(Exercise tasks)
a – From the passage on functional resin sheets, extract the part that begins with the words containing "As a material" and ends with "or more layers.".
b – According to the passage on functional resin sheets, why should the depth of a lenticular lens or prism shape not exceed 300 μm? Answer in one to three sentences.
c – Carry on the passage on functional resin sheets from its final sentence.

(Provided passage)
◇ ◇ ◇ ◇

In the case where an uneven surface has an optical design such as lenticular lenses or prisms, the degree of uneven surface is expressed by a pitch and a depth of the same shape in the optical design. For example, in the case where an uneven surface has a lenticular lens or prism shape, the pitch may preferably be in a range of from 30 to 500 μm, more preferably from 50 to 300 μm, and the depth may preferably be in a range of from 10 to 300 μm, more preferably from 20 to 200 μm. Additionally, the pitch and depth in the same shape can be measured, for example, by a non-touch step tester or a laser confocal microscope. In particular, when a light diffusion plate is produced by transferring a functional thin film to a thermoplastic resin sheet having an optical design, required optical performance cannot be obtained in some cases, if the pith is outside the above range. Also, if the depth is smaller than 10 μm, required optical performance cannot be obtained in some cases. In contrast, if the depth is greater than 300 μm, it may be difficult to transfer a thin film to the deepest parts of concave portions. Additionally, the shape of lenticular lens may be either concave or convex, or a combination thereof.

The functional thermoplastic resin sheet of the first invention has any kind of functionality, for example, an antistatic property, a light resistance, a super water repellency, a super hydrophilicity, a defogging property, a low reflection property, and an anti-reflection property. These kinds of functionality are basically derived from a thin film transferred on an uneven surface. That is, any of additives exhibiting these kinds of functionality may be incorporated into a thin film to be transferred to an uneven surface, or a thin film may be formed of any of thermoplastic resins having these kinds of functionality.

As a material of the thermoplastic resin sheet, although it is not particularly limited, there can be used all thermoplastic resins capable of being processed into a plate having an uneven surface. In particular, amorphous resins are preferred, such as polycarbonate type resins including polycarbonate (PC); (meth)acrylic type resins including poly(methyl methacrylate) (PMMA); styrene type resins including polystyrene (PS); (meth)acrylic-styrene copolymers including polymethacrylstyrene (MS); and cycloolefin type resins including cycloolefin polymers (COPs) and cycloolefin copolymers (COCs). The thermoplastic resin sheet may be made of a single material or of two or more kinds of materials, and also, may be formed by a single layer or by two or more layers.

◇ ◇ ◇ ◇

(Segmentation mask listing)
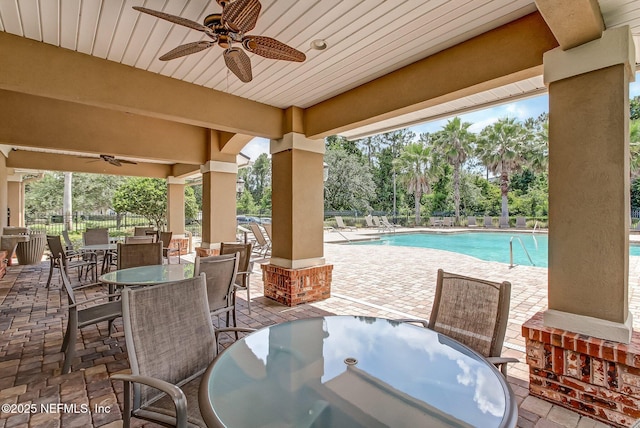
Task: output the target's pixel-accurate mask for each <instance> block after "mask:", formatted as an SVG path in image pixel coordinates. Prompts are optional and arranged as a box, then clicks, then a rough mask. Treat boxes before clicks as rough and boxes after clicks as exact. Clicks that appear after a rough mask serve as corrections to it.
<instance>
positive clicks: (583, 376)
mask: <svg viewBox="0 0 640 428" xmlns="http://www.w3.org/2000/svg"><path fill="white" fill-rule="evenodd" d="M522 335H523V336H524V337H525V340H526V345H527V364H528V365H529V392H530V393H531V394H532V395H535V396H538V397H540V398H543V399H545V400H548V401H551V402H553V403H554V404H559V405H561V406H564V407H567V408H568V409H571V410H573V411H575V412H578V413H582V414H584V415H587V416H590V417H592V418H595V419H599V420H601V421H603V422H605V423H608V424H612V425H614V426H619V427H628V426H631V425H633V423H634V422H635V421H636V419H638V418H640V333H637V332H634V333H633V336H632V339H631V343H630V344H628V345H626V344H622V343H617V342H611V341H608V340H602V339H597V338H593V337H589V336H585V335H582V334H578V333H572V332H569V331H565V330H560V329H556V328H549V327H544V325H543V314H542V312H539V313H537V314H536V315H534V316H533V317H532V318H531V319H530V320H528V321H527V322H525V323H524V324H523V325H522Z"/></svg>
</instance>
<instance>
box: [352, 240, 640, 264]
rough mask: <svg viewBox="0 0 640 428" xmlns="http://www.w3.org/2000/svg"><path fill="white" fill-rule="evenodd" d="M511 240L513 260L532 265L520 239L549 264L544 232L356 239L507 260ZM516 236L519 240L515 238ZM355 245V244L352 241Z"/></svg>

◇ ◇ ◇ ◇

(Answers in order)
a –
As a material of the thermoplastic resin sheet, although it is not particularly limited, there can be used all thermoplastic resins capable of being processed into a plate having an uneven surface. In particular, amorphous resins are preferred, such as polycarbonate type resins including polycarbonate (PC); (meth)acrylic type resins including poly(methyl methacrylate) (PMMA); styrene type resins including polystyrene (PS); (meth)acrylic-styrene copolymers including polymethacrylstyrene (MS); and cycloolefin type resins including cycloolefin polymers (COPs) and cycloolefin copolymers (COCs). The thermoplastic resin sheet may be made of a single material or of two or more kinds of materials, and also, may be formed by a single layer or by two or more layers.

b – If the depth is greater than 300 μm, it may be difficult to transfer a thin film to the deepest parts of the concave portions.

c –
Additionally, the term “amorphous resin(s)” as used herein means a thermoplastic resin(s) having no clear melting point as a resin in the DSC measurement according to a DSC measurement method (a thermal flow rate DSC) as defined in JIS K7121.

Additives may be added to a thermoplastic resin sheet, such as stabilizers, antioxidants, plasticizers, dispersants, and fluorescent whiteners. The amount of each of these additives to be added may appropriately be adjusted depending upon their kinds and the like, although it is not particularly limited.

The thickness of a thermoplastic resin sheet may preferably be not smaller than 0.5 mm and not greater than 5 mm, more preferably not smaller than 0.8 mm and not greater than 3 mm. When the thickness of a thermoplastic resin sheet is smaller than 0.5 mm, it may have lowered mechanical strength. In contrast, when the thickness of a thermoplastic resin sheet is greater than 5 mm, for example, in the case of use as a light diffusion plate for liquid crystal display devices, the amount of light passing through the sheet may be reduced, resulting in a lowered brightness.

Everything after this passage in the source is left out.